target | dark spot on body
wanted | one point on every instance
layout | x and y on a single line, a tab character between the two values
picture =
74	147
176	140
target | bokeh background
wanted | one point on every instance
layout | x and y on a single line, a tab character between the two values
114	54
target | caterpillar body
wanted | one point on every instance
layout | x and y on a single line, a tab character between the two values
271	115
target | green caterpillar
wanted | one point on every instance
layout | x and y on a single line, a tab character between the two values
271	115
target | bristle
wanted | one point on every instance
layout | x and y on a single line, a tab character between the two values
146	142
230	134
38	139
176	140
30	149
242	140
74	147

Assignment: Starting at the line that holds "target | green caterpillar", retype each line exactly through the end of the entries, both ends included.

Task output:
target | green caterpillar
wanted | one point on every instance
layout | x and y on a single line, a tab character between the two values
271	115
target | bristle
wanted | one point on every instance
layout | x and y on a single line, a tab character between the two values
146	142
230	134
38	139
176	140
30	149
242	140
74	147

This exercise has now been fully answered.